+++ DOCUMENT EXCERPT

Oxidative damage assay
The neuroprotective effect of free curcumin and curcumin-loaded PCL and MPEG-PCL nanoparticles was also analyzed by t-BHP-based MTT assay. To evaluate the effect of t-BHP in U251 cells, four different concentrations were tested, with three times the incubation, to select the appropriate insult concentration and incubation period. Oxidative damage (insult) was induced with t-BHP (3 h, 1 mM) in U-251 cells. After induction of oxidative damage, cells were treated with different concentrations of free curcumin or equivalent amounts of curcumin loaded in PCL and MPEG-PCL nanoparticles. Quercetin (10 µM) was used as a positive control for neuroprotective effect against t-BHP insult. Cell viability was analyzed by the MTT assay.

++++++

TASK GOAL:
In the oxidative damage assay text, what served as the positive control for neuroprotection against the t-BHP insult?

+++ DATA FOR REVIEW

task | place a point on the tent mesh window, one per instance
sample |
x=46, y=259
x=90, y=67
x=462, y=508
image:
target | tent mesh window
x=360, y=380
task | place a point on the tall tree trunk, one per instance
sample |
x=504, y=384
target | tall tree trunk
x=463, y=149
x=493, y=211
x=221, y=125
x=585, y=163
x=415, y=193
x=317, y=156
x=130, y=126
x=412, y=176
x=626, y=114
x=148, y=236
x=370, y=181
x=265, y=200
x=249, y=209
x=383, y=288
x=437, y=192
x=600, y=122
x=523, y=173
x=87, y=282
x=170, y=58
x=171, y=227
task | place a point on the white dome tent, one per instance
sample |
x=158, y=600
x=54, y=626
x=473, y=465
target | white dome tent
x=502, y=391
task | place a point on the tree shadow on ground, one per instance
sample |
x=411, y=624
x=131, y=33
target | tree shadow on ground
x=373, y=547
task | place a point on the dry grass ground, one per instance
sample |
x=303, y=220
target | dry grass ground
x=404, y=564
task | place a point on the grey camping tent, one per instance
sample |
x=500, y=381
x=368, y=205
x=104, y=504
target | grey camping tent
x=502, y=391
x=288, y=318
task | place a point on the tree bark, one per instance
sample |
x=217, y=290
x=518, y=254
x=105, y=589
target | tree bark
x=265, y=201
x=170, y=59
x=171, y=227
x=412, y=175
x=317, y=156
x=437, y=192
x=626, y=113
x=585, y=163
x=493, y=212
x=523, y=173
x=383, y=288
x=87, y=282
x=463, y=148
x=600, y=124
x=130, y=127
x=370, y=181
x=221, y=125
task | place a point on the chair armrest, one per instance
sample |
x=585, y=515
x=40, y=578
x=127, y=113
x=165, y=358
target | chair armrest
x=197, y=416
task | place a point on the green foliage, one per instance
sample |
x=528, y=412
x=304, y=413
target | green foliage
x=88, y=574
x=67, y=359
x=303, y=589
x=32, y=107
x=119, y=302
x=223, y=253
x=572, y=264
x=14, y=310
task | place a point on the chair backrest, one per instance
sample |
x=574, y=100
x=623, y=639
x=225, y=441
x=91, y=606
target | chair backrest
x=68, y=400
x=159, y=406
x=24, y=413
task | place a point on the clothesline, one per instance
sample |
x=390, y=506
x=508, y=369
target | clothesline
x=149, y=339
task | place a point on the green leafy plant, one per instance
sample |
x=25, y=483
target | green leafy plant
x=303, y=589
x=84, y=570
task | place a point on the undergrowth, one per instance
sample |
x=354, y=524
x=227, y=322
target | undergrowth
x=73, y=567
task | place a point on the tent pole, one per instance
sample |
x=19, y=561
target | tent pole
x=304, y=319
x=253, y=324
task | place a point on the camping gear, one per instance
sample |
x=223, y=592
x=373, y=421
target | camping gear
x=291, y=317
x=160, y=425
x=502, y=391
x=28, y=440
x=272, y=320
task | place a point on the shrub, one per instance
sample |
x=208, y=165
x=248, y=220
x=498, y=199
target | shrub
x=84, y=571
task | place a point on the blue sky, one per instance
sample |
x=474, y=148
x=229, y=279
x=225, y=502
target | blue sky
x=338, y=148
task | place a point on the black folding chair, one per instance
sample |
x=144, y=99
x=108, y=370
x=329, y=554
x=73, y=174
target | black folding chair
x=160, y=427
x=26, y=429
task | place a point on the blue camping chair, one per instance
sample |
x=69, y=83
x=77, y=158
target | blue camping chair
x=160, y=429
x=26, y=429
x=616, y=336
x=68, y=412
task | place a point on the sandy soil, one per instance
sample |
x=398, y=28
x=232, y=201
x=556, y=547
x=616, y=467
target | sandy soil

++++++

PROBLEM SOLUTION:
Quercetin at 10 µM.